--- El ejercicio ---
Responde con lo que dice el fragmento sobre Prim y Montpensier:
(a) ¿En qué diario publicó Enrique de Borbón su manifiesto del 7 de marzo de 1870?
(b) ¿En qué tiro murió el «Duque de Sevilla» en el duelo?
(c) ¿Dónde y en qué año había nacido Antonio María de Orleans?

--- Fragmento del texto ---
+===+

Confirma, también, al menos dos implicados en el asesinato, Paul y Angulo y Ramón Martínez Pedregosa. Los ejecutores del crimen fueron para Morayta: «malvados de la más baja hez social» que dieron mala fama a la causa «federal».
Luego de su muerte, el cadáver de Prim fue sujeto a rituales de embalsamiento de carácter masónico. Su cuerpo fue momificado por la masonería, con uniforme de capitán general, para acompañarlo en su viaje al riente eterno, por lo que se colocaron tres frascos de embalsamamiento, formando un triángulo debajo de las dos axilas y entre las piernas. Lo que más destacó en su exhumación fueron sus impactantes ojos de cristal…y las marcas del cadáver en el cuello.
La flor de lis blanca de Montpensier
El 7 de marzo de 1870 el infante Enrique de Borbón, hijo de Francisco de Paula, publicó un manifiesto en el diario «La Época» donde emplazaba a un enemigo a un duelo. Su último periodo es no poco vehemente:
«Este príncipe tan taimado como el jesuitismo de sus abuelos, cuya conducta infame tan claramente describe la historia de Francia, habría sido proclamado Rey en las aguas de Cádiz si un ilustre compañero mío de Marina no se negara a manchar su uniforme indisciplinándose por Montpensier, y no rechazara, con tanta energía como dignidad, la mayor traición que conocen los tiempos modernos».
Se refiere, como hemos visto, a Montpensier, y así sucederá uno de los duelos más celebres del siglo XIX español: el que enfrentó a pistola a Enrique de Borbón con Antonio María de Orleans. Realizado cerca del barrio de la Fortuna, en Leganés, tuvo como conclusión el asesinato del «Duque de Sevilla» al tercer tiro. Así se esfumaron por completo sus oportunidades al trono vacante de España.
Antonio María de Orleans había nacido en Neuilly-sur-Seine, París, en 1824 y era el hijo menor de Luis Felipe de Orleans, derrocado para 1848 en Francia. De formación militar, había guerreado en Argelia y el mediterráneo, llegando a ser mariscal de campo. Su vinculación a España vendrá a través de la boda con Luis Fernanda de Borbón, hija de Fernando VII. Con la revolución en Francia, acabará viviendo en España, creando una pequeña Corte entre Sevilla, en el Palacio de San Telmo, y Cádiz. Desde la caída de la Monarquía y su instalación en España, la pequeña corte sevillana será un hervidero de conspiraciones contra Isabel II.
Valle-Inclán describe de manera muy brillante esta pequeña corte un inédito titulado “Sevilla”:
«La juega cañí estaba dispuesta para divertir a unos gabachos de la aristocracia orleanista, aquel florido mayo, huéspedes de San Telmo. El Duque de Montpensier que había confiado el programa a las luces de su ayudante, se ocultaba modestamente en el fondo de un palco. Los franchutes, pecheras blancas, cabelleras rizadas, rubios como figurines de sastre, aplaudían, con la lengua gorda de erres espirituales».

+===+

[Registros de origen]

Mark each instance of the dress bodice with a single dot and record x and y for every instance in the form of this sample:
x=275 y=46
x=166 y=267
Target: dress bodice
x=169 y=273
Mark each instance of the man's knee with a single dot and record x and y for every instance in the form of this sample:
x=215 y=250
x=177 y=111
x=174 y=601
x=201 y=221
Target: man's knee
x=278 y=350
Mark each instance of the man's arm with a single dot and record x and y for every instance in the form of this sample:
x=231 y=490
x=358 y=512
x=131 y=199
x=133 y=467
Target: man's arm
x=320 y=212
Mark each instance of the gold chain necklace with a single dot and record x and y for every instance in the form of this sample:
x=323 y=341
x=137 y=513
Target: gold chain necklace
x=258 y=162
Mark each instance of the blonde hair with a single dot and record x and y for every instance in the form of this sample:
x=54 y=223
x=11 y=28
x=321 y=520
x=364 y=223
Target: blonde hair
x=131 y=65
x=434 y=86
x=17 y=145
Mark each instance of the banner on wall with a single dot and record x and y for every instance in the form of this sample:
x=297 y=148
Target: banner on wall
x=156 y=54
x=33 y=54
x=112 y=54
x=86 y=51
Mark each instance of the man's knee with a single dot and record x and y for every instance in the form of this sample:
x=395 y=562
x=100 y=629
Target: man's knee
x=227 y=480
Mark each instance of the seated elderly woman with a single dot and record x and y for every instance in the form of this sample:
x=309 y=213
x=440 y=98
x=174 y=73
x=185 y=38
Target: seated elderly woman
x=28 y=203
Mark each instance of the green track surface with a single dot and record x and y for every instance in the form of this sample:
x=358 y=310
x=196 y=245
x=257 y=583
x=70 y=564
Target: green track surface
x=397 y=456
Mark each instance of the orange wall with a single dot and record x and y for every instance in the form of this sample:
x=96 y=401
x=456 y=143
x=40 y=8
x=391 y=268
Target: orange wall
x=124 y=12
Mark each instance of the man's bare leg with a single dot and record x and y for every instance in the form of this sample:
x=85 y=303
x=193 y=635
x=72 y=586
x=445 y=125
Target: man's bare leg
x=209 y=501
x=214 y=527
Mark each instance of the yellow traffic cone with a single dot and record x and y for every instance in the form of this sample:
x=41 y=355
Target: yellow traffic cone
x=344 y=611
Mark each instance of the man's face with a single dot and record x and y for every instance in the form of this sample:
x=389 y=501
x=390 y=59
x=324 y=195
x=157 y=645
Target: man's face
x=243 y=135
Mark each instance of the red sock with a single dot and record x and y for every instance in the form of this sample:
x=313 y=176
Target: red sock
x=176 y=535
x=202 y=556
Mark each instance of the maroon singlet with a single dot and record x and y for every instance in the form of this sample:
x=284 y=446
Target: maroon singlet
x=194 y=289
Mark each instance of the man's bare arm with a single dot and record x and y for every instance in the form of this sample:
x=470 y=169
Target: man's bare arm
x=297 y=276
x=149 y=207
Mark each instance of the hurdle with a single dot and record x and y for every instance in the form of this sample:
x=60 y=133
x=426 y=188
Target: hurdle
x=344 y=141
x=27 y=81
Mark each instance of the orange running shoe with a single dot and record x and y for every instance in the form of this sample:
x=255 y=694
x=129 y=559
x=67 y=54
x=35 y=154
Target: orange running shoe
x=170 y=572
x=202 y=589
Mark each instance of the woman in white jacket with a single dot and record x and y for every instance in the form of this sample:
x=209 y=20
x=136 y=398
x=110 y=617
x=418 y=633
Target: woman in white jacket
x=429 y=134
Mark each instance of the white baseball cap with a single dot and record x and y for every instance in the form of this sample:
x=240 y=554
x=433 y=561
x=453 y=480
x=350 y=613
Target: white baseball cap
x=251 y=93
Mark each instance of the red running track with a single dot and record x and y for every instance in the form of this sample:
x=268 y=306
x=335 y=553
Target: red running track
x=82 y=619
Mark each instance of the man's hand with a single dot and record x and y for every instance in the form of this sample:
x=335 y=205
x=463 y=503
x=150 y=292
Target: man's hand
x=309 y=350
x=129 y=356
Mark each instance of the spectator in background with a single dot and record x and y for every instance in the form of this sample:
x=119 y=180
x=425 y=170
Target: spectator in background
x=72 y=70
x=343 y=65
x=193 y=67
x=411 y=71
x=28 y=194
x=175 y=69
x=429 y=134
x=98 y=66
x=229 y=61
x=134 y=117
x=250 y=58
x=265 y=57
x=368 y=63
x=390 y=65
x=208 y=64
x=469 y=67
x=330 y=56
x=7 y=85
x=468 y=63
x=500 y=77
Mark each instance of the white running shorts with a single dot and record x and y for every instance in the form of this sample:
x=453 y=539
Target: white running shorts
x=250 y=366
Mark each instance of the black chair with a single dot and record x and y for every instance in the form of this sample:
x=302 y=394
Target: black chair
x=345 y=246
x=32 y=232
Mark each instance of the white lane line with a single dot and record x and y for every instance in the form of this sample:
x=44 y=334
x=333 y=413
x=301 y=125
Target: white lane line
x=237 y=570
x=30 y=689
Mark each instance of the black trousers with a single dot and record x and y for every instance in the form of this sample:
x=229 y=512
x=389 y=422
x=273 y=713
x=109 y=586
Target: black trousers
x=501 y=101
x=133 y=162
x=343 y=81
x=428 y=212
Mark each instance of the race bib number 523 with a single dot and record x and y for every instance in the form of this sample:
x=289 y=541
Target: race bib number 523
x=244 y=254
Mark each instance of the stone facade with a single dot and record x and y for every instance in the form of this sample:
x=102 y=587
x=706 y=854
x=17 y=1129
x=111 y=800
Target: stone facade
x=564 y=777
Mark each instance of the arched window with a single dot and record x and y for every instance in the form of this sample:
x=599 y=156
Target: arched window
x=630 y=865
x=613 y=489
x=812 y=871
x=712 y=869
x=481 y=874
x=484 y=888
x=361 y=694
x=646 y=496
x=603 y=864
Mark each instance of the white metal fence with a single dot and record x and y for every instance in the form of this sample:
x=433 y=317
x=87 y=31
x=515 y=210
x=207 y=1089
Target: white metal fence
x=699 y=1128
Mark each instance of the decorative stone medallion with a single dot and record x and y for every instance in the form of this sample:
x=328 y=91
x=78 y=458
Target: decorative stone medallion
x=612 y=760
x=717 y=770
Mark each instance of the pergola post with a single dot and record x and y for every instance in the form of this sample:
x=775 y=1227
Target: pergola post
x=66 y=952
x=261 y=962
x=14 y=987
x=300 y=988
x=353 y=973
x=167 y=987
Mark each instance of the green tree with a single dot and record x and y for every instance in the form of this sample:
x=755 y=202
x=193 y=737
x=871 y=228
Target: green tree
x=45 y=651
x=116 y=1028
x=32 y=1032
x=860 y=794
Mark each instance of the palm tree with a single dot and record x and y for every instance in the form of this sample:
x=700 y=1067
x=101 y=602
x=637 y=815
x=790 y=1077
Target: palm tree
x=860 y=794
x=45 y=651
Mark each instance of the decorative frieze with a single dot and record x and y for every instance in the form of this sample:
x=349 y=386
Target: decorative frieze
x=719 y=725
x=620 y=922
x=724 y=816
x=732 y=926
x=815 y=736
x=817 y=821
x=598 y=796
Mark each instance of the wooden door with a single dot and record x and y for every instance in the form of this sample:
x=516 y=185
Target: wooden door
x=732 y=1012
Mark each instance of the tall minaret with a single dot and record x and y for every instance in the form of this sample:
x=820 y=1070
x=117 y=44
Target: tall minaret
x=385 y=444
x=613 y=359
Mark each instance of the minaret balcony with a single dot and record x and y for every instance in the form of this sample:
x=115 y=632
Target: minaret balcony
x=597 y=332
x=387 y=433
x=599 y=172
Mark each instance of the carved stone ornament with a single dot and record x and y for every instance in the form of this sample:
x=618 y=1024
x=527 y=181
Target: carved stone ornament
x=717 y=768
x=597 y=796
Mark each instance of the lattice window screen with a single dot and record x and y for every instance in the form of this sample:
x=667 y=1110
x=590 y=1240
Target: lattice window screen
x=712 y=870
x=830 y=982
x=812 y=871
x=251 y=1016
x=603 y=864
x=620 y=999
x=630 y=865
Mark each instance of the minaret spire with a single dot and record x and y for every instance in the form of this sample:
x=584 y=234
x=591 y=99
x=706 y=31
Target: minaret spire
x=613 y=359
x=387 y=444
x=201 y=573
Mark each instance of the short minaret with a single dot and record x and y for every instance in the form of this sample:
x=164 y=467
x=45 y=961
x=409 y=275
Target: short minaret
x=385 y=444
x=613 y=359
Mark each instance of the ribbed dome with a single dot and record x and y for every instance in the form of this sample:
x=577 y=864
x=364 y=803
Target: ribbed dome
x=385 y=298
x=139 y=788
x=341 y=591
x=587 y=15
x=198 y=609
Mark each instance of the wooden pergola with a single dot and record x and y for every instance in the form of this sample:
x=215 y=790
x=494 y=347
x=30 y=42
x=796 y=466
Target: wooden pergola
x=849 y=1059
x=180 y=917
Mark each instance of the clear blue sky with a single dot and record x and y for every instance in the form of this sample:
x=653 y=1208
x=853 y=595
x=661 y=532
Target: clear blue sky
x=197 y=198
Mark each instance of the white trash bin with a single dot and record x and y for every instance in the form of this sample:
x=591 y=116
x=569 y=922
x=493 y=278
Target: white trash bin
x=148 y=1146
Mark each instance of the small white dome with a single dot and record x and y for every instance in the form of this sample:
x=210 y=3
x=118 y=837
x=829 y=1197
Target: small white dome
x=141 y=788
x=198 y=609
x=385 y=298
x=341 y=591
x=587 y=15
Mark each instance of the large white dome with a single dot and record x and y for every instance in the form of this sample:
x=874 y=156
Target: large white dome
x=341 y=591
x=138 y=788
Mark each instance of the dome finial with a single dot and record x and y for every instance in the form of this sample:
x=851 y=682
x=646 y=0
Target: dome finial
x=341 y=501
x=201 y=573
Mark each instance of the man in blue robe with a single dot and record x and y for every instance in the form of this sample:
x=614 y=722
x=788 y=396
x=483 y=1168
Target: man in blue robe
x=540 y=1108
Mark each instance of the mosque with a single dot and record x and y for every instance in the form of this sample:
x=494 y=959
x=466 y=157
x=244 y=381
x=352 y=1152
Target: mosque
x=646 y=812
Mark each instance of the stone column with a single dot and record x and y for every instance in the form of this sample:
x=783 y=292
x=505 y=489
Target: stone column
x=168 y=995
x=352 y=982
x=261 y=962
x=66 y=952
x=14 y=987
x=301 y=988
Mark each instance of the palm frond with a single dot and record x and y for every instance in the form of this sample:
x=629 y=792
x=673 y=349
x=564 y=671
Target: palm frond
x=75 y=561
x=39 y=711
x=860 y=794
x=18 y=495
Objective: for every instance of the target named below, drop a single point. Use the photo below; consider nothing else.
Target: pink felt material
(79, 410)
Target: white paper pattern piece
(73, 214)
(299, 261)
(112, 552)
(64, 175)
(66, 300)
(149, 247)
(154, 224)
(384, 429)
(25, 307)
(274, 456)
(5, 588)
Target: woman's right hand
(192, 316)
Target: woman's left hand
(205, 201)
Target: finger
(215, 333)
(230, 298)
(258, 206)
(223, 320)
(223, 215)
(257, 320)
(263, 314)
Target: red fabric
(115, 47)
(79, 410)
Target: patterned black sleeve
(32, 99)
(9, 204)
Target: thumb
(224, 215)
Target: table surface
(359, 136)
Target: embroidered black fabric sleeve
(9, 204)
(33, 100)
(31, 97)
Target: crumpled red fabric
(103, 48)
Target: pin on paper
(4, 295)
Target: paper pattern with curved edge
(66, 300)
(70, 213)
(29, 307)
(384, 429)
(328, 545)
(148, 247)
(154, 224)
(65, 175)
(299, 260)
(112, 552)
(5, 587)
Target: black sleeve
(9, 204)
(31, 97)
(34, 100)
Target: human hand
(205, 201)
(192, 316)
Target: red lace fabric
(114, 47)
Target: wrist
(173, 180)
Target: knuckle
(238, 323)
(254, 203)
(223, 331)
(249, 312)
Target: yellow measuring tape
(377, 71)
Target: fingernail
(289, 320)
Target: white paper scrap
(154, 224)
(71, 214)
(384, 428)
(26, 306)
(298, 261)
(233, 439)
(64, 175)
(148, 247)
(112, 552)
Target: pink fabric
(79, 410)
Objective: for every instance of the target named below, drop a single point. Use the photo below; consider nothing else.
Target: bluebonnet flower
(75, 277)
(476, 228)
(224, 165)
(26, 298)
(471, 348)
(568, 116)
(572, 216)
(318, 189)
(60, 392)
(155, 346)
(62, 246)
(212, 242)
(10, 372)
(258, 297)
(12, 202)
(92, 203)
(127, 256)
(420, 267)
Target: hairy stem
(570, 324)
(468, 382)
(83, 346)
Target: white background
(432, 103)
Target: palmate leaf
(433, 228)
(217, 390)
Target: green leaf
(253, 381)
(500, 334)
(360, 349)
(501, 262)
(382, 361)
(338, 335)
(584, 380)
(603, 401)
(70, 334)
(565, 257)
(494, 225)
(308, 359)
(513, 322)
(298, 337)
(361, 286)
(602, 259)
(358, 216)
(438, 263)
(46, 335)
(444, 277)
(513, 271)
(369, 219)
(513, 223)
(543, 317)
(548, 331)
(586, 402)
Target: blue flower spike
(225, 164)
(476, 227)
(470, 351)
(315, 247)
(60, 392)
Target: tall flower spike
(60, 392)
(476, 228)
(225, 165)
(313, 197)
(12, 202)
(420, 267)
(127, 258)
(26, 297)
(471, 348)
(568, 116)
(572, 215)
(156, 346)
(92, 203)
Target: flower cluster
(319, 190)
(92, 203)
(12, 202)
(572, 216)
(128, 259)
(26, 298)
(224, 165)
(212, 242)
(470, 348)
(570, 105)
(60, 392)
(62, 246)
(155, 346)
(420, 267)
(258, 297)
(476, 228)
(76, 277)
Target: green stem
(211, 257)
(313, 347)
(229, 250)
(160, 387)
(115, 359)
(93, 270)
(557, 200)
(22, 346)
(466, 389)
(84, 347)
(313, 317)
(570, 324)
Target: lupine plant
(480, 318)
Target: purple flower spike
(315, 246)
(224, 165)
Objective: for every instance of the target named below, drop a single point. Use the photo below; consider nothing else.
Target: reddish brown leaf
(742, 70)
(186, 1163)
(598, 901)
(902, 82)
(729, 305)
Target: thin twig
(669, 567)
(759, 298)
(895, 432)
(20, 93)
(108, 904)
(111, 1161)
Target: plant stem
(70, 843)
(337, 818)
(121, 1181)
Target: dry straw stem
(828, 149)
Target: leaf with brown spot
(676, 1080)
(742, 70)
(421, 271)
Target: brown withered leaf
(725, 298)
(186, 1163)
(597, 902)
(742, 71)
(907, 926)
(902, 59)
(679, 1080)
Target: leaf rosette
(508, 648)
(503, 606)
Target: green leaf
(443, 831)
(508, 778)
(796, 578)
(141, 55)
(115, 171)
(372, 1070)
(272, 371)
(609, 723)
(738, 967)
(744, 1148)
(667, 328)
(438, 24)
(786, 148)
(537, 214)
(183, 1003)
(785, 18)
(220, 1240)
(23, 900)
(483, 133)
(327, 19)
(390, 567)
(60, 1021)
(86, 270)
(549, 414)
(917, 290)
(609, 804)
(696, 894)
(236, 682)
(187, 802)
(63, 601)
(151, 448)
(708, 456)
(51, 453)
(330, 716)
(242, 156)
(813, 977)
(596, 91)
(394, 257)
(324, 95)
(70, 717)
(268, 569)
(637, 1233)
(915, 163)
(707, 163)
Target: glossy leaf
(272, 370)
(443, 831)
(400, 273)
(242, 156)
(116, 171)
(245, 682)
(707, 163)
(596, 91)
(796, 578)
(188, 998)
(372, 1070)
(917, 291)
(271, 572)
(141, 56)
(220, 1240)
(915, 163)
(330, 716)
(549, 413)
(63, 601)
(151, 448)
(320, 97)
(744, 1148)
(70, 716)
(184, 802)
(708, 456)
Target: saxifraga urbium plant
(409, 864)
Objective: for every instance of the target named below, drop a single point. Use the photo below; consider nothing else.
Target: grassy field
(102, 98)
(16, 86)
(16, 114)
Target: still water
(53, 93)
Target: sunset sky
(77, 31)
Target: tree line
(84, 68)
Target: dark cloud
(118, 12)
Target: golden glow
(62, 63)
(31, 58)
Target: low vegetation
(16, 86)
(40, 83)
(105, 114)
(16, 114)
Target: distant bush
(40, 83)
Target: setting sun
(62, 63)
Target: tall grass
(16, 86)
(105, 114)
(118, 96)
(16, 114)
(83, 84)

+===+

--- Respuesta ---
(a) En «La Época».
(b) Al tercer tiro.
(c) En Neuilly-sur-Seine, París, en 1824.